Non voglio che ignoriate, fratelli, che i nostri padri furono tutti sotto la nube, tutti attraversarono il mare, tutti furono battezzati in rapporto a Mosè… tutti mangiarono lo stesso cibo spirituale, ecc. (vv. 1-4). I fatti principali vissuti da tutto il popolo d’Israele sono riletti alla luce della presente situazione dei cristiani, della loro vita sacramentale (battesimo, eucarestia, presenza del Cristo, ecc.). Si noti l’insistenza martellante sul «tutti»: a nessuno furono negati i doni della salvezza, che prefigurano quelli del regime attuale dei cristiani. Questo accostamento si fa in base alla continuità storico-salvifica che Dio stesso stabilisce tra i fatti dell’esodo e quelli della Chiesa. Il Cristo, preesistente nella storia di Israele, è indicato sia da Mosè («battezzati in Mosè, come noi lo siamo in Cristo), che dalla «roccia» (una tradizione rabbinica voleva che quella roccia, simbolo della sapienza divina, accompagnasse Israele nel deserto).
= = = =
Secondo il testo della pagina, su quale base i fatti vissuti da Israele nell'esodo vengono accostati alla situazione presente dei cristiani?
= = = =
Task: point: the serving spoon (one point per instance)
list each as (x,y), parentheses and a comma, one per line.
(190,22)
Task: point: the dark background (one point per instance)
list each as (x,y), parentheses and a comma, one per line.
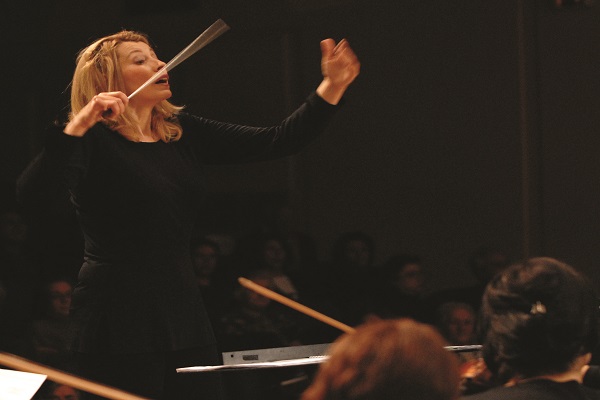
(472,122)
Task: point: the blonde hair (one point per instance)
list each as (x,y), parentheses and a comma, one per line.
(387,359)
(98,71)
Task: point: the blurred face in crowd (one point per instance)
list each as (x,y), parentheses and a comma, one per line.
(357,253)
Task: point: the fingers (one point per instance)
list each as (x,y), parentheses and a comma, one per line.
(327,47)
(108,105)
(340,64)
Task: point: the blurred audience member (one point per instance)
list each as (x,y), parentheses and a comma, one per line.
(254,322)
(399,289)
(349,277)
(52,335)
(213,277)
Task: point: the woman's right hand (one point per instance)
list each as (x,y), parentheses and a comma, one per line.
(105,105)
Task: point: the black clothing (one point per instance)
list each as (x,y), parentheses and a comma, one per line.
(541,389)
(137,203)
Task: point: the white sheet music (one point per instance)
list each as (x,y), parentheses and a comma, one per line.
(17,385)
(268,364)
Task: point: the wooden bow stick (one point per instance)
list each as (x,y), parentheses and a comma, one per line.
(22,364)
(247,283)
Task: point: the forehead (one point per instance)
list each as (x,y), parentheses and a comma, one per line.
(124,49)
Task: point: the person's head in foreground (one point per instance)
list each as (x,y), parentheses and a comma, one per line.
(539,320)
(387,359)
= = = =
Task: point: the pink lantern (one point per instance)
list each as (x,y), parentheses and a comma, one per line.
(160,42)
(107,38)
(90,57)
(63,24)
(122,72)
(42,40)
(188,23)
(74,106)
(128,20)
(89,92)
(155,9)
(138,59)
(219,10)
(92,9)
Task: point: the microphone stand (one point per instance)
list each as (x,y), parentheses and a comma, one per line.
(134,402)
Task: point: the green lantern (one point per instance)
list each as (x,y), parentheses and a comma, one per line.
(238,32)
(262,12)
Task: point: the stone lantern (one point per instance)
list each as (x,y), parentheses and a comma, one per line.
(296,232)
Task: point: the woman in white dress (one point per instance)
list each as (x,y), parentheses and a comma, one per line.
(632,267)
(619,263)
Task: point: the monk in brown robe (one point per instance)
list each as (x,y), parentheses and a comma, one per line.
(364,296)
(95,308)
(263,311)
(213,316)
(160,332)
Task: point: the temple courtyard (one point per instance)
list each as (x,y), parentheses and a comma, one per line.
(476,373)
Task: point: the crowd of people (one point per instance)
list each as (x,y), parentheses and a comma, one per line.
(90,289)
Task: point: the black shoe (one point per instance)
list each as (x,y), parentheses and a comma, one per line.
= = = =
» Risposta:
L'accostamento si fonda sulla continuità storico-salvifica che Dio stesso stabilisce tra i fatti dell'esodo e quelli della Chiesa.